__WRITTEN INSTRUCTION__
Collect each line of the records that contains the string "person". Treat uppercase and lowercase letters as different.

__GIVEN INFORMATION__
★ ★ ★

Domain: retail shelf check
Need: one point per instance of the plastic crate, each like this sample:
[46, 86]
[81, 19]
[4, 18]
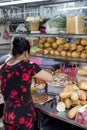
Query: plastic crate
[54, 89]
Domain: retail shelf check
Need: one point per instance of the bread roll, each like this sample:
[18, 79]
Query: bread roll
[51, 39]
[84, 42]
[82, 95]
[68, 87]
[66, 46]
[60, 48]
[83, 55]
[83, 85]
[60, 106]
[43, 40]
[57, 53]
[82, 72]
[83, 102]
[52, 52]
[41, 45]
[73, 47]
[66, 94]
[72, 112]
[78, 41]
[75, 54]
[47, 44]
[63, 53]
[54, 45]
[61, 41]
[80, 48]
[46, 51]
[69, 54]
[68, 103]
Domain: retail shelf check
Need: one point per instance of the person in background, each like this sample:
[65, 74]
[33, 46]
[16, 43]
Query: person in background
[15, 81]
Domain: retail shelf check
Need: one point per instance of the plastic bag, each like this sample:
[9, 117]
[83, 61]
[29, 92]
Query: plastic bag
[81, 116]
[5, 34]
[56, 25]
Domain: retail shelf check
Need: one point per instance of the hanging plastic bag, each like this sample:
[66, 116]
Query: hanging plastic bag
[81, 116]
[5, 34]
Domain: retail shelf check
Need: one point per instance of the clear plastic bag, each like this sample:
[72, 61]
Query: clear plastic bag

★ ★ ★

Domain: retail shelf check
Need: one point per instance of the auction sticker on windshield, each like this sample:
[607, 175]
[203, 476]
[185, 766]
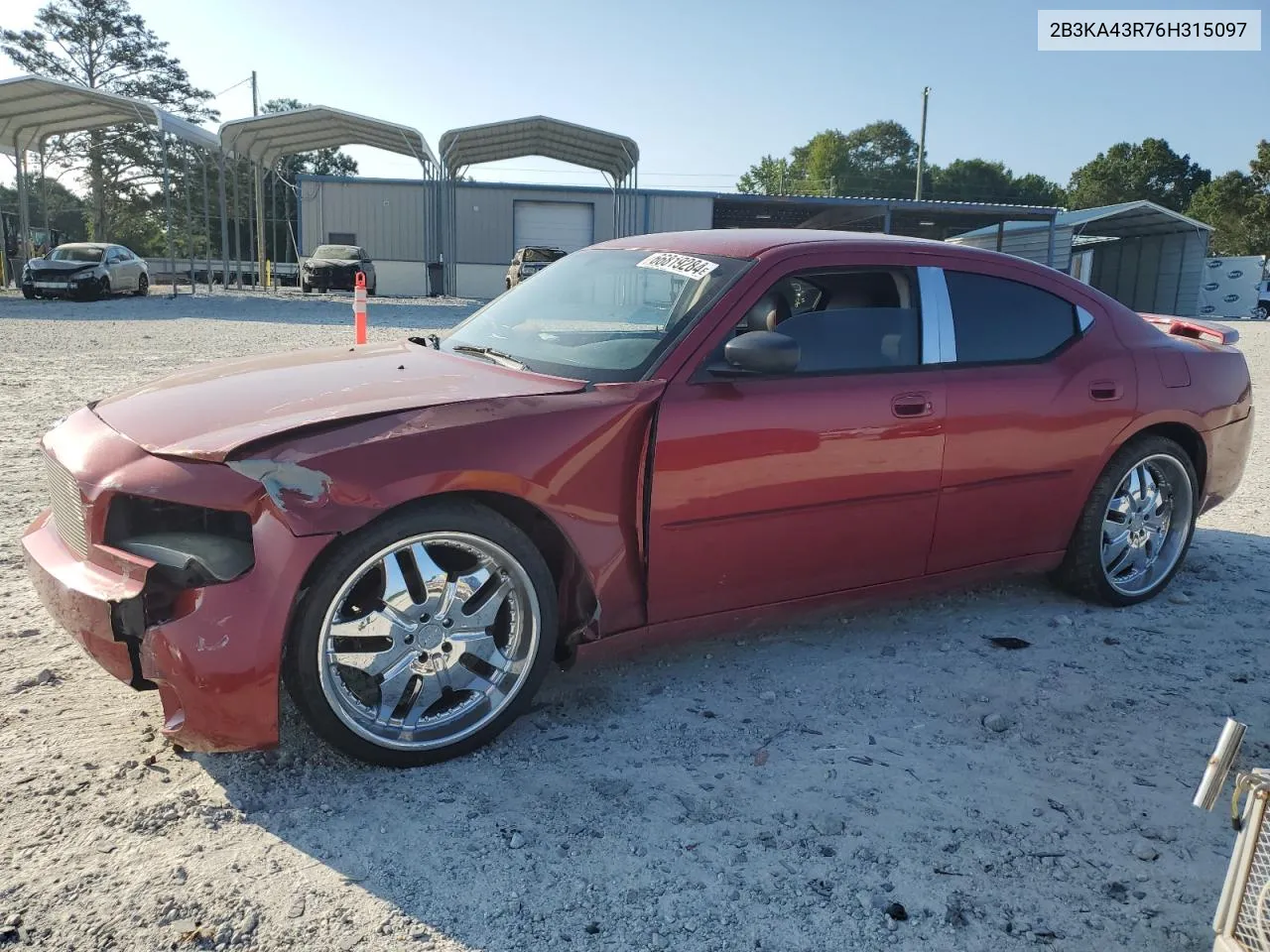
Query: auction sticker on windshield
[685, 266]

★ ★ ★

__ANSWER TO THE TASK__
Need: one point per instance of the person in background, each like this sample:
Query: person in background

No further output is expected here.